§ **Information given**
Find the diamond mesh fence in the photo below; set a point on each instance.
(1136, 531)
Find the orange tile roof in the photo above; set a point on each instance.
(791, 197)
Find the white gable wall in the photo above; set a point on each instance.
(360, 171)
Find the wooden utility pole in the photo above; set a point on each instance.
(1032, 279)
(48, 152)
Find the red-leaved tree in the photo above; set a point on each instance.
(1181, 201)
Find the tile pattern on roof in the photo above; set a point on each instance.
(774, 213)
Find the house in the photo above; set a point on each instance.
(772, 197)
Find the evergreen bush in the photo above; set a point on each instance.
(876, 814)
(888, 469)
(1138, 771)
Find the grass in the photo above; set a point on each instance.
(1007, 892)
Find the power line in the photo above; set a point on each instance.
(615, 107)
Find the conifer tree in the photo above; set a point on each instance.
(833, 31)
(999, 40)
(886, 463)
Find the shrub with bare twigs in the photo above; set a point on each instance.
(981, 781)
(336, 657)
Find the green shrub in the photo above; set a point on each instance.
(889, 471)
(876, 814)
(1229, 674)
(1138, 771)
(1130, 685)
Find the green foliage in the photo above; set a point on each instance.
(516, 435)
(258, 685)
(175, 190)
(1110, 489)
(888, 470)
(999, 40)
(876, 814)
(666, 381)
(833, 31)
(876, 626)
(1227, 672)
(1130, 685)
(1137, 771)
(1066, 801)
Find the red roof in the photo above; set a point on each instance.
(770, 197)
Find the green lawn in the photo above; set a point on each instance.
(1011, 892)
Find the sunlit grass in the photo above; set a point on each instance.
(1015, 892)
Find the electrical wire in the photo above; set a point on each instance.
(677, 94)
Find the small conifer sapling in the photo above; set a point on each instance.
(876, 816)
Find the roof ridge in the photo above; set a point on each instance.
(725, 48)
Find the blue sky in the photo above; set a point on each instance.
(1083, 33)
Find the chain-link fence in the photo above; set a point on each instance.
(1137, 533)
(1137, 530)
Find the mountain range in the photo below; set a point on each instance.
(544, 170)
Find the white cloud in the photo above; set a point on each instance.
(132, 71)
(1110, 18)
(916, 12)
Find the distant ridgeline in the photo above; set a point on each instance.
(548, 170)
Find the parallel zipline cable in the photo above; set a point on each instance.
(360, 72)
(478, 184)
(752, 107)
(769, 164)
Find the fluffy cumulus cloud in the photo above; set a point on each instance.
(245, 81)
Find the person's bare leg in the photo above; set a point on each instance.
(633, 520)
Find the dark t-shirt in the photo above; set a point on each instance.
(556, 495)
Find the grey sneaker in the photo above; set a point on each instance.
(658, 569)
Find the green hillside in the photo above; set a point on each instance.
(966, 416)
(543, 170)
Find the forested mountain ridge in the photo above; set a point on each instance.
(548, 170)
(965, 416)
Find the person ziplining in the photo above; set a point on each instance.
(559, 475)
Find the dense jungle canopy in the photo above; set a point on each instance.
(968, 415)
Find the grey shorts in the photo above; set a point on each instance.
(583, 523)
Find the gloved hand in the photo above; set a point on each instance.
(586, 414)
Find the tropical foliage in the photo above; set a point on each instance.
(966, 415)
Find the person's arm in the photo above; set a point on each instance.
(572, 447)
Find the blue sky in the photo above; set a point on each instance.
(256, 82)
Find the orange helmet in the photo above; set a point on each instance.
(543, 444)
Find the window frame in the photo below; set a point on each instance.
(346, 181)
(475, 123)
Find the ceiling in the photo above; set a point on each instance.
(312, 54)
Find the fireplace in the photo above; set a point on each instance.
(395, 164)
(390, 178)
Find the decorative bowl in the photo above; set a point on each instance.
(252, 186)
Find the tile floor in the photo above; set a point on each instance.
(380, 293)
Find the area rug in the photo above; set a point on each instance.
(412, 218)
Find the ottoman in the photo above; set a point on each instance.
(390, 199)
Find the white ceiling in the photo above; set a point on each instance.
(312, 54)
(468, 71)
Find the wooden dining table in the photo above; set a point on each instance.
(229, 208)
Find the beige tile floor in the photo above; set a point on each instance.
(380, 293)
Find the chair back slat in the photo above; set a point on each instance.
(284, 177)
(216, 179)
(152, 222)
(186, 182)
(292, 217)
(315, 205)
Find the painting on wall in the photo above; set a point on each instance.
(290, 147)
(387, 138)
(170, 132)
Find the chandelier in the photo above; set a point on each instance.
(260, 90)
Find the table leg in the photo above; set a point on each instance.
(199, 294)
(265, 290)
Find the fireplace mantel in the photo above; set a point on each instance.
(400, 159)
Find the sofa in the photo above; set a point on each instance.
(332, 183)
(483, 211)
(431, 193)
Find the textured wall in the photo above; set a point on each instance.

§ **Task requirements**
Reproduce all of the items above verbatim, keeping every line in its original order.

§ **Solution**
Find the diamond mesh fence in the photo below; set a point on each instance.
(1136, 531)
Find the orange tile roof in the photo above; set a point on each instance.
(791, 197)
Find the white gable wall in the photo above; set a point on each instance.
(360, 171)
Find the wooden utility pole in the photo above; set a point on each instance.
(1032, 279)
(48, 152)
Find the red-leaved tree in the photo above; set a point on each instance.
(1181, 201)
Find the tile pattern on roof in the photo above; set a point on each instance.
(774, 213)
Find the house in the photo above; set a point on each instance.
(772, 197)
Find the evergreen bush in the photo above; set a point on each instance.
(876, 814)
(888, 469)
(1138, 771)
Find the grass in the photo above; set a point on each instance.
(1007, 892)
Find the power line in the photo above; set a point on each instance.
(615, 107)
Find the conifer tree in the photo above; set a point on each instance.
(833, 31)
(999, 40)
(886, 463)
Find the shrub with bare twigs in the photo above; set a point on each instance.
(981, 781)
(336, 657)
Find the green shrub in the photo above; set a point on each instance.
(889, 471)
(876, 814)
(1229, 674)
(1138, 771)
(1130, 685)
Find the green foliage in the photo above; set a point on each instance.
(516, 435)
(258, 685)
(175, 190)
(1110, 489)
(888, 470)
(999, 40)
(876, 814)
(666, 381)
(833, 31)
(876, 626)
(1227, 672)
(1130, 685)
(1137, 771)
(1066, 801)
Find the red roof in the photo above; set a point on each instance.
(770, 197)
Find the green lawn in the photo above; set a point on each instance.
(1011, 892)
Find the sunlit grass in the photo above; set a point on each instance.
(1015, 892)
Find the electrical wire in the photo above; set a point on each instance.
(677, 94)
Find the small conifer sapling in the photo above; set a point on each instance.
(876, 816)
Find the roof ridge in the photo above; set a point on each instance.
(725, 48)
Find the blue sky in the photo above; set a point on each instance.
(1083, 33)
Find the chain-link fence in the photo above; set a point on each instance.
(1137, 533)
(1137, 530)
Find the mountain range in the photo below; set a point on each instance.
(544, 170)
Find the white cloud in the photo above; set a point on each instance.
(132, 71)
(1110, 18)
(916, 12)
Find the distant ridgeline in the photo above; set a point on each instance.
(548, 170)
Find the parallel zipline cable in the photo above; set a point on each instance.
(360, 72)
(478, 184)
(752, 107)
(769, 164)
Find the fluffy cumulus cloud in the photo above; set a point on each instance.
(245, 81)
Find the person's bare leg in the photo above; set a point on each instance.
(633, 520)
Find the dark t-shirt in the photo above; set a point on each instance.
(556, 495)
Find the grey sneaker in the photo above; set a point on each instance.
(658, 569)
Find the green hillside in the photo above; set a point on each instance.
(966, 416)
(543, 170)
Find the forested mountain ridge in the photo above; set a point on each instance.
(548, 170)
(965, 416)
Find the person ziplining in the photo above; set a point on each instance.
(559, 475)
Find the dense jungle canopy in the photo above; set a point on each instance.
(968, 415)
Find the grey shorts in the photo above; set a point on each instance.
(583, 523)
Find the gloved hand in the photo above; set a point on each instance.
(586, 414)
Find the tropical foliage in the photo above; set a point on each instance.
(966, 415)
Find the person's arm in the photo above; set a point on each instance.
(572, 447)
Find the blue sky in the photo above; set a point on each instance.
(256, 82)
Find the orange helmet in the photo above; set a point on each instance.
(543, 444)
Find the window frame in the photo below; set a point on each instance.
(346, 181)
(475, 123)
Find the ceiling in the photo above; set a point on each instance.
(312, 54)
Find the fireplace in the photo above; set a point on each instance.
(395, 164)
(390, 178)
Find the decorative bowl in the photo above; set a point on each instance.
(252, 186)
Find the tile floor in the photo above; set a point on each instance.
(380, 293)
Find the area rug in the photo above; set a point on each instance.
(412, 218)
Find the ottoman in the photo above; set a point on each instance.
(390, 199)
Find the white ceiling in the photo above; set a point on each instance.
(312, 54)
(468, 71)
Find the wooden dining table in the photo above; set a point on each instance.
(229, 208)
Find the beige tile floor in the photo above; set a point on each instance.
(380, 293)
Find the chair back slat in the photo above; set a point on each instance.
(284, 177)
(216, 179)
(152, 222)
(186, 182)
(292, 217)
(315, 205)
Find the painting on wall in the photo above; set a point on each instance.
(290, 147)
(387, 138)
(170, 132)
Find the chandelier in the photo above; set a point on each instance.
(260, 90)
Find the table leg in the photo above; set a point on each instance.
(199, 294)
(265, 290)
Find the fireplace mantel in the photo above; set a point on each instance.
(400, 159)
Find the sofa in the photo above; set a point on each instance.
(332, 183)
(483, 211)
(431, 193)
Find the textured wall in the photo above; set a point on each instance.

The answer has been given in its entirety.